- Your objective
Locate the line that contains "point: black long-sleeve". Reproduce it and all following lines up to the end of the material, exactly and with nothing added.

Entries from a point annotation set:
· · · ·

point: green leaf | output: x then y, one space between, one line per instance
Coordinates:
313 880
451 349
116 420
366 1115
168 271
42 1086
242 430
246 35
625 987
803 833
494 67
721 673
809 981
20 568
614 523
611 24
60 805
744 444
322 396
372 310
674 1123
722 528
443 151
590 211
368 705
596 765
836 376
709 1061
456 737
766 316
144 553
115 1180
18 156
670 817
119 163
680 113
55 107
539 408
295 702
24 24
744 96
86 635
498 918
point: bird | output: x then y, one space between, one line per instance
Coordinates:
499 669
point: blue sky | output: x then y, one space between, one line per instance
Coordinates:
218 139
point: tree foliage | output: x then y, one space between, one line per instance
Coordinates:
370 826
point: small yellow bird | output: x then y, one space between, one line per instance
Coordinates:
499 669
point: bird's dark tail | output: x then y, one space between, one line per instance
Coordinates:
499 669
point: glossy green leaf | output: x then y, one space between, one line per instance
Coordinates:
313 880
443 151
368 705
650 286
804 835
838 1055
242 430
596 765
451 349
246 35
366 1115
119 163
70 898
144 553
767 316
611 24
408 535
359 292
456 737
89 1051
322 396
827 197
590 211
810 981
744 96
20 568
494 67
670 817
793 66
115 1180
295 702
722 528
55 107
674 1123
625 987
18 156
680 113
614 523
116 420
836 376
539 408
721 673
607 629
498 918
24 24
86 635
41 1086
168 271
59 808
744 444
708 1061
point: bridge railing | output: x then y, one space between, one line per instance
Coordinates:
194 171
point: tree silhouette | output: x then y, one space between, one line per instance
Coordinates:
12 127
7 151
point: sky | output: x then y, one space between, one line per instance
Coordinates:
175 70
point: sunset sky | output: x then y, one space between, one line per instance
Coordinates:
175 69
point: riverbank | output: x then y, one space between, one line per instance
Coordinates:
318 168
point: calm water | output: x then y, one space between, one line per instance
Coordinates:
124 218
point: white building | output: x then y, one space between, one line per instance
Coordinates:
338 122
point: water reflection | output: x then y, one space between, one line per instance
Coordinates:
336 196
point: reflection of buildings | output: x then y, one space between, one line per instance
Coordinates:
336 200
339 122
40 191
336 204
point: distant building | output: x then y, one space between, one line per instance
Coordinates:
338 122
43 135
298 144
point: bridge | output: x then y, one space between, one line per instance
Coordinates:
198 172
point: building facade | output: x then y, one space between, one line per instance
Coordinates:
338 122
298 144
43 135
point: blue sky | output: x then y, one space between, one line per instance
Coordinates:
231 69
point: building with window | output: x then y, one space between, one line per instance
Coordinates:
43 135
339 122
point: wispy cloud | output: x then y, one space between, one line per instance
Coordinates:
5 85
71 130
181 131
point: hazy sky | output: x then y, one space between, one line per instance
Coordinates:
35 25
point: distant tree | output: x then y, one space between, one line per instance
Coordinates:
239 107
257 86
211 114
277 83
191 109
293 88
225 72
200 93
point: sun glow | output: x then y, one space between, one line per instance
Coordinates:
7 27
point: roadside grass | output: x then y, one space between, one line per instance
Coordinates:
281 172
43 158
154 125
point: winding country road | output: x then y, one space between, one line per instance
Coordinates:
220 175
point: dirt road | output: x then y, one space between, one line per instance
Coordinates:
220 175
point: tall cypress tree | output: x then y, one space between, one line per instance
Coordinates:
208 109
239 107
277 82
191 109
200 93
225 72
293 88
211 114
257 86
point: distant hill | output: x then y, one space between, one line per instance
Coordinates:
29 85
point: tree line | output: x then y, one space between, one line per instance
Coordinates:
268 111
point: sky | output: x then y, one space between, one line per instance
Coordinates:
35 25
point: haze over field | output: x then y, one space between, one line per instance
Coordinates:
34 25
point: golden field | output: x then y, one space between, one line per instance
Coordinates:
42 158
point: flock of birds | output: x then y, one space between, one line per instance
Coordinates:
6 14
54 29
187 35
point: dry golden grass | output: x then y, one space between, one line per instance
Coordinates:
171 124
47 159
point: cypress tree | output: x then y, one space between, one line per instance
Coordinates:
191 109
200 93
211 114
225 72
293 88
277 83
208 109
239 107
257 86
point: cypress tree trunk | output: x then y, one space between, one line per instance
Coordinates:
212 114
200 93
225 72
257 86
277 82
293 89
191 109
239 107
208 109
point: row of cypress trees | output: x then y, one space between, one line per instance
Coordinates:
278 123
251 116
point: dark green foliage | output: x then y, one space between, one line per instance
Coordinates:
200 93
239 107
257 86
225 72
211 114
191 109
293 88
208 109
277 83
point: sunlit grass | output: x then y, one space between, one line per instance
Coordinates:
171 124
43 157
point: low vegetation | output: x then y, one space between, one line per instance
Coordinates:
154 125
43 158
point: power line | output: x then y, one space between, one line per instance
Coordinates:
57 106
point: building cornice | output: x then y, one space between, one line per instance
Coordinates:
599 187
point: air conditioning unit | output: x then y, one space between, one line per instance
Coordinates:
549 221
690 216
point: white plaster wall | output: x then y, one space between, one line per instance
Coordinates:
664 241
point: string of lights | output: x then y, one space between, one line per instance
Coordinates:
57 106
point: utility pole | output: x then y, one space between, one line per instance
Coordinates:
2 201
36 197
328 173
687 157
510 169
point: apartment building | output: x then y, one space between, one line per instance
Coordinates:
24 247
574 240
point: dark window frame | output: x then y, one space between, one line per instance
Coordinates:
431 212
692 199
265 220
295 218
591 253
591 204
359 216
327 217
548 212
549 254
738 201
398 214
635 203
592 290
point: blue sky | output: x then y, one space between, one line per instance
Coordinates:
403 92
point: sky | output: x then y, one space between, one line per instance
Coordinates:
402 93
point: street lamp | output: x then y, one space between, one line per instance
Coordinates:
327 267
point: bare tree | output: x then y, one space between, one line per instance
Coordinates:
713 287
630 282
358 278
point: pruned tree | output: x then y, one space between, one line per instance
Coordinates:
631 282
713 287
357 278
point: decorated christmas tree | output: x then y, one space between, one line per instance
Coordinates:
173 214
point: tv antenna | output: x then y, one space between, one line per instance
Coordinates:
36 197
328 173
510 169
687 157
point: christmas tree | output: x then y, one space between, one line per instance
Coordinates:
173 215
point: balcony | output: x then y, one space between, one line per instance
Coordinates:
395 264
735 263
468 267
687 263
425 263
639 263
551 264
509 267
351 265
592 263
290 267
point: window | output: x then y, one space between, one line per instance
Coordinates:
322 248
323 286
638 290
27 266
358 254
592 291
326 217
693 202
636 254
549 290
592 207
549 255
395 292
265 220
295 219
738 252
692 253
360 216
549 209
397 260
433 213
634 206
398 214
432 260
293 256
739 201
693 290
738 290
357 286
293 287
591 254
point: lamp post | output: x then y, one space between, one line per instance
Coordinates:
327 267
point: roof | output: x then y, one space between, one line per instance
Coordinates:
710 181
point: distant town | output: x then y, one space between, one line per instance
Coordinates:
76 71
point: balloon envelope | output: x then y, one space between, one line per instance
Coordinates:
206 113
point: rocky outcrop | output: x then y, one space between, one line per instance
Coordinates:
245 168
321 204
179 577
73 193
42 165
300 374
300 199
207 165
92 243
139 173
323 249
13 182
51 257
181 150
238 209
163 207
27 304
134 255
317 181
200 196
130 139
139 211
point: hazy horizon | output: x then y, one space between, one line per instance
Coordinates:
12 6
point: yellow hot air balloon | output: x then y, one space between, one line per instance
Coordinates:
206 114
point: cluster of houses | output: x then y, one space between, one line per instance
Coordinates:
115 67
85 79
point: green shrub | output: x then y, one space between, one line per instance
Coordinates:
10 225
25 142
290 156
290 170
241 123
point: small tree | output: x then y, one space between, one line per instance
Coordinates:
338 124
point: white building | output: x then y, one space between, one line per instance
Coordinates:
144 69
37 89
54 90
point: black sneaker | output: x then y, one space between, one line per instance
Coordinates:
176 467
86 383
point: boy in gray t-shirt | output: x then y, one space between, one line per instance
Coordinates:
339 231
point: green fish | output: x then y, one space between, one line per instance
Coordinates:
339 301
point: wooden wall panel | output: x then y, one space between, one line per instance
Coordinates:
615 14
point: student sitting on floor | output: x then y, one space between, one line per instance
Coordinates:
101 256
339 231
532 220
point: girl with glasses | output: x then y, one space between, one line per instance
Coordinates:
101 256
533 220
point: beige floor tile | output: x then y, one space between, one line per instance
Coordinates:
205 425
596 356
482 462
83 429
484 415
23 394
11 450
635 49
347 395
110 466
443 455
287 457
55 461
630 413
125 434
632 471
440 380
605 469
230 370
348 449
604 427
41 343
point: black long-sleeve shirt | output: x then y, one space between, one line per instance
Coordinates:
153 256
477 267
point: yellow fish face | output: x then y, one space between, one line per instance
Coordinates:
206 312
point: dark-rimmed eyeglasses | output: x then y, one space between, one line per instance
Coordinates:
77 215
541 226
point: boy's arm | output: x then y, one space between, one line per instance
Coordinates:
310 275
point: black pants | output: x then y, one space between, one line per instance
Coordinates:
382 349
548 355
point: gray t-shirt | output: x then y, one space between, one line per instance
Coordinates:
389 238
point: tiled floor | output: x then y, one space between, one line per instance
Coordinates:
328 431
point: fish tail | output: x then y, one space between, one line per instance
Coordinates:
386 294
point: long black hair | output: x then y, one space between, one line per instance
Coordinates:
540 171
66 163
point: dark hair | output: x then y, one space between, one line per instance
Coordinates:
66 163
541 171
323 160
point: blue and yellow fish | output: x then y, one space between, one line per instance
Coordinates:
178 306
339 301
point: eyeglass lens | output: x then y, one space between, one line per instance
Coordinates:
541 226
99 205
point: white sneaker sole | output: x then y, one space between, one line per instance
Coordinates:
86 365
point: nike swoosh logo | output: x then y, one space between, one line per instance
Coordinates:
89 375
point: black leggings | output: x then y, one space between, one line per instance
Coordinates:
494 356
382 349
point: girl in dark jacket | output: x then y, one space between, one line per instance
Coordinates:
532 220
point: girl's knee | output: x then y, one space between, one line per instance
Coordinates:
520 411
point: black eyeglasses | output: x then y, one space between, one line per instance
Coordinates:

· · · ·

- Problem solution
point: black long-sleeve shirt | output: x then y, one space between, one line per instance
Coordinates:
153 256
477 267
point: yellow fish face | output: x then y, one space between, one line per instance
Coordinates:
206 312
point: dark-rimmed eyeglasses | output: x then y, one space between, one line per instance
Coordinates:
77 215
541 226
point: boy's arm | output: x then y, one space between, one line per instance
Coordinates:
310 275
point: black pants | output: x then y, one space between, one line per instance
Coordinates:
382 349
548 355
point: gray t-shirt | output: x then y, one space between, one line per instance
Coordinates:
389 238
point: tiled floor | output: x then y, one space between, one line per instance
Coordinates:
328 431
point: fish tail | output: x then y, one space between, one line per instance
Coordinates:
386 294
point: long black hair | output: x then y, one space between, one line per instance
Coordinates:
540 171
66 163
point: dark hair | output: x then y, one space between, one line per instance
Coordinates:
66 163
541 171
323 160
point: blue and yellow fish | output: x then y, one space between, one line per instance
Coordinates:
178 306
339 301
point: eyeglass lens | output: x then y, one space between, one line per instance
Coordinates:
541 226
99 205
point: white sneaker sole | output: x then y, one space between, one line per instance
Coordinates:
86 365
point: nike swoosh logo | output: x then y, one space between, one line per instance
Coordinates:
89 375
point: black leggings | output: x then y, one space between, one line per instance
Coordinates:
494 356
382 349
point: girl in dark jacket | output: x then y, one space between, one line per instance
Coordinates:
532 220
point: girl's knee | output: x then y, one space between, one line per instance
Coordinates:
520 411
point: black eyeglasses | output: x then y, one space between, one line per instance
Coordinates:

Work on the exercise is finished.